EXCERPT TO READ:
———

Newly diagnosed and nervous about telling peers parents and own friends about diagnosis

My 10 year old daughter was recently diagnosed with ASD level 2 and mainly has issues with social skills, making inappropriate comments, making and keeping friends. She is in therapy and social skills group at school and I'm trying to find her an outside social skills group as well. While I expected her to have aspergers for awhile I am still coming to terms with it. I have not told many people, even some of my close friends and coworkers about her diagnosis. I also really worry about disclosing this information to parents of kids she is friends with. I am worried they will judge her and in my head make assumptions that they will not want their kids to play with her anymore because she is different and her behavior is less than predictable. She does act strange sometimes and perhaps disclosing her diagnosis will explain why she acts the way she does to others but I still worry about negative judgement. I want her to make and have friends who are role models for her, but it is challenging for her to develop friendships especially as she gets older. Has anyone else felt like this? How have you coped with these feelings? How did you disclose your child's diagnosis with others? 

Parents
  • I also really worry about disclosing this information to parents of kids she is friends with. I am worried they will judge her and in my head make assumptions that they will not want their kids to play with her anymore because she is different

    Stuff the other parents - this is no concern of theirs and if they judge your daughter on the diagnosis then they are not someone you want to give the time of day to.

    I think the other parents kids will pick on her whether the diagnosis is known or not. so it isn't really something to worry about.

     It is a fact that children are quick to pick up on it when others are different and this is what leads bullies to pick on autistic kids but can also make decent kids make friends with the same ones.

    Focus instead on the benefits of adjustments in school so she can learn more effectively and get access to support to deal with some of the difficulties of just being autistic.

    I want her to make and have friends who are role models for her

    She will never really be like these people though. Her brain is wired differently and this changes how she interacts with the world so expecting the same results as the other kids is going to put unfair pressures on her to mask her differences.

    Could it be you just want her to be "normal"? I would consider embracing her differences and teach her how important it is to be unique and to be proud of it.

    In terms of who to disclose it to - start with only those who need to know and consider asking her if she wants to chose who else to share it with. Teach her to have control and to own it so she grows to be confident and capable.

  • Thank you so much! This is very helpful and I really appreciate your feedback and book recommendations. Many thanks!

———

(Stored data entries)
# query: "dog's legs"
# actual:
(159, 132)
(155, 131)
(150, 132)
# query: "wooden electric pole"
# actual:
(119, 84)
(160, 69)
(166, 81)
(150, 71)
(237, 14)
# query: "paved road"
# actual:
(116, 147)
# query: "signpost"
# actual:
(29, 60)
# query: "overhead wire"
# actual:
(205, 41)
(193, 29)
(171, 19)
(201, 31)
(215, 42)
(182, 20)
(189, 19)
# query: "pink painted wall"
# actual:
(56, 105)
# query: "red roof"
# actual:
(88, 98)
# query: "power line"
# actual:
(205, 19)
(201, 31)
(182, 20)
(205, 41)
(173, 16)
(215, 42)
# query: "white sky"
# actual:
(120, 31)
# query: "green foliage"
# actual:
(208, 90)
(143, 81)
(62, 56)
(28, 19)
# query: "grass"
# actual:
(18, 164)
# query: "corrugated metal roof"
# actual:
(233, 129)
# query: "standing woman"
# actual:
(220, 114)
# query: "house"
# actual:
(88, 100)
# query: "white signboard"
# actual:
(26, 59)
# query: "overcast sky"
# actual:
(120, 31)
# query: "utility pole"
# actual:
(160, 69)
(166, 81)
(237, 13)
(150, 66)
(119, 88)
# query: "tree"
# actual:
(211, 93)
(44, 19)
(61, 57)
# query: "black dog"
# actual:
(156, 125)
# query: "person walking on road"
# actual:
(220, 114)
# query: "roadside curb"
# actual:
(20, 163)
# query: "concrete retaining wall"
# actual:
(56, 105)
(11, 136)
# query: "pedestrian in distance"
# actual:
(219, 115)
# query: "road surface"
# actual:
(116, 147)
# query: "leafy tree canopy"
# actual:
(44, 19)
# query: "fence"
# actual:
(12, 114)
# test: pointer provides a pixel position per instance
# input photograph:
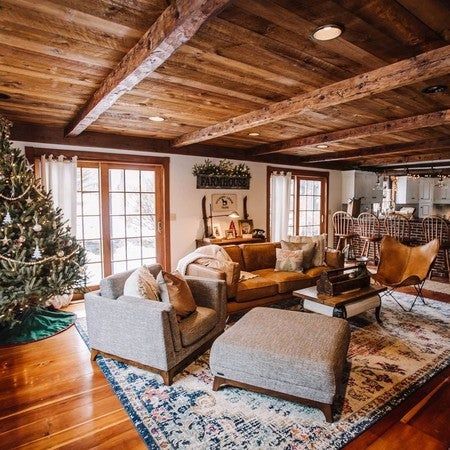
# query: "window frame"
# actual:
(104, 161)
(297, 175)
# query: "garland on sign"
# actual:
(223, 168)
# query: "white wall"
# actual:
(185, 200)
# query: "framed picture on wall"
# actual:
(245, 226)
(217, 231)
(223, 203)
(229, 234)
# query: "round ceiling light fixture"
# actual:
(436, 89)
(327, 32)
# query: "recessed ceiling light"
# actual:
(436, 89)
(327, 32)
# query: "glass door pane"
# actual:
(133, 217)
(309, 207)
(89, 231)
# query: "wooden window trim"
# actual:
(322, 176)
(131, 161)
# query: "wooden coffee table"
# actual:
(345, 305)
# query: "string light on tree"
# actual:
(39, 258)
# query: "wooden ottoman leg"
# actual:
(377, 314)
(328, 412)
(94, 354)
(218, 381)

———

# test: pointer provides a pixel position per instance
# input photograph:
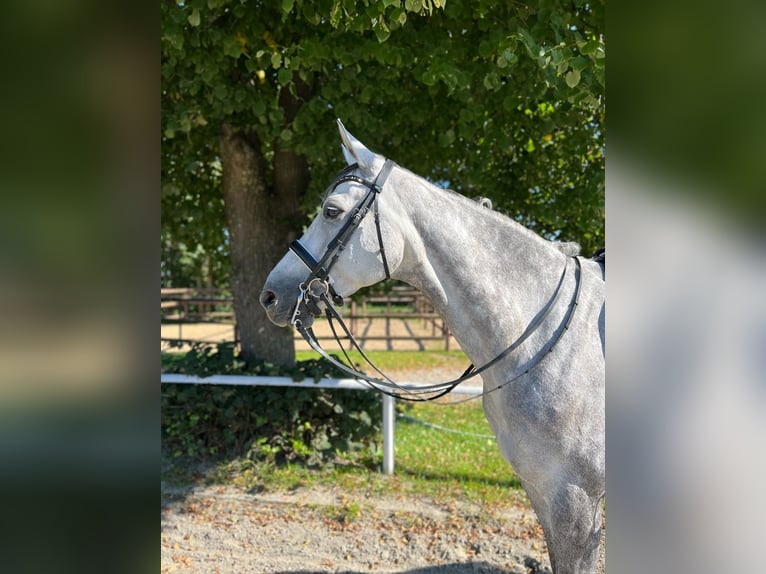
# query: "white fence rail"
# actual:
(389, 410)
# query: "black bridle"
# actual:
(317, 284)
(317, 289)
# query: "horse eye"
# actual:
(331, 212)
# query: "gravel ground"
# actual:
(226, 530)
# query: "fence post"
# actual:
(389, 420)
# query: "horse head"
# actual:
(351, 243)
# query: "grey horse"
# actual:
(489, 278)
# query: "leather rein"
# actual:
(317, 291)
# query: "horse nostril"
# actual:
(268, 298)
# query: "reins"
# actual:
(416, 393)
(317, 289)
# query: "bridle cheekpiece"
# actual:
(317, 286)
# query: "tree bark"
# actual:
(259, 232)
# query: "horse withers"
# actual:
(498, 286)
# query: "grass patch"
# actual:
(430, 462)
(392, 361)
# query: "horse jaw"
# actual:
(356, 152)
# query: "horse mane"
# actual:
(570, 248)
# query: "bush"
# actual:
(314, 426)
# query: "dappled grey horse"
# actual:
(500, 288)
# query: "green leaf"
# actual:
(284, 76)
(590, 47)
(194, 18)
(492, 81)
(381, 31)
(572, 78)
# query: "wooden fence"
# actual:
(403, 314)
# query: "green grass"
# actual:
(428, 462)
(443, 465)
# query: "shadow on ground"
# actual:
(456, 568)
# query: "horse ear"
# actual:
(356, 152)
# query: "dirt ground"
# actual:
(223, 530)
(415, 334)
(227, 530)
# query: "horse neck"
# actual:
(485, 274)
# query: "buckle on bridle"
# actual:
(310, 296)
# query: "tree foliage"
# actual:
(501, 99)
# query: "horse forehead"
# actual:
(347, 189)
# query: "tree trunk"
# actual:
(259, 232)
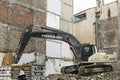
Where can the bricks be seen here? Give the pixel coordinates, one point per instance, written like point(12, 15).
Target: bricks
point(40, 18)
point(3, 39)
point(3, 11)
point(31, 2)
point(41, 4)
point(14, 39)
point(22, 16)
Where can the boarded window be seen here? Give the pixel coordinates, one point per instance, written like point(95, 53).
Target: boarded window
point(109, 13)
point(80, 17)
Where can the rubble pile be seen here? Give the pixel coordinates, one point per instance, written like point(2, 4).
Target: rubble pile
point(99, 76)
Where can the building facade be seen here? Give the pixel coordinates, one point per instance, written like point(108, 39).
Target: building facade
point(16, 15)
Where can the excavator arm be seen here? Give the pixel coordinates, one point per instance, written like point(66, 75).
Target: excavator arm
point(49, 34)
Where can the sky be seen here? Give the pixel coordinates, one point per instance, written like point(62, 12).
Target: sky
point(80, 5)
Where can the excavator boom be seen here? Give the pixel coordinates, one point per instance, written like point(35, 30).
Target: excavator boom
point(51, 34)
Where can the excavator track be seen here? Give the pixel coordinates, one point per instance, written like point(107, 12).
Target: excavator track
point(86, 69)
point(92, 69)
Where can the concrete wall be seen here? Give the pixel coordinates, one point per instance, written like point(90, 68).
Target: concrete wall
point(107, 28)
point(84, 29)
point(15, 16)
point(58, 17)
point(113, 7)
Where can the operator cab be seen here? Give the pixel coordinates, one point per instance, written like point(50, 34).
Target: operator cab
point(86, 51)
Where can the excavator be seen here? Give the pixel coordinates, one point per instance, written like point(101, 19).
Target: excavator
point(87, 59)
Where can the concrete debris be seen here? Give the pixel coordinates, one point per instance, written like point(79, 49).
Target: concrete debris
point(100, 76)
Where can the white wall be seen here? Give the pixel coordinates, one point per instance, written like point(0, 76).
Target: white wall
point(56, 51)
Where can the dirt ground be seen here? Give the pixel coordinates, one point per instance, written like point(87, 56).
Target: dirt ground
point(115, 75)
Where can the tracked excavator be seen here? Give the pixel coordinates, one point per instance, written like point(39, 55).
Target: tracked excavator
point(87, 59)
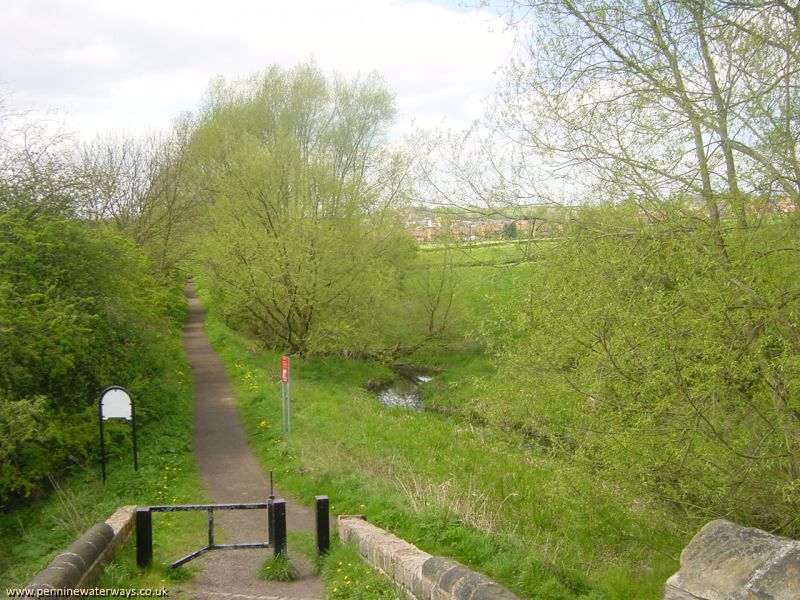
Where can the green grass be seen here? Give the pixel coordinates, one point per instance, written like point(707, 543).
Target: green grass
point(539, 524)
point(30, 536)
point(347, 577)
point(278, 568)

———

REQUIRED WORK:
A – Do these statements agree with the forum thread? Answer yes or no for each, and quote the deciding words. (i) The daughter is 10 years old. (ii) The parent has already told all of their close friends and coworkers about the diagnosis. (iii) The reply advises starting disclosure with only those who need to know.
B – Write out the forum thread word for word, from "In terms of" to "confident and capable.".
C – In the forum thread, what level of ASD was the daughter diagnosed with?

RESULTS OF THE EXERCISE:
A –
(i) Yes: "My 10 year old daughter was recently diagnosed with ASD level 2"
(ii) No: "I have not told many people, even some of my close friends and coworkers about her diagnosis."
(iii) Yes: "start with only those who need to know"

B –
In terms of who to disclose it to - start with only those who need to know and consider asking her if she wants to chose who else to share it with. Teach her to have control and to own it so she grows to be confident and capable.

C – Level 2.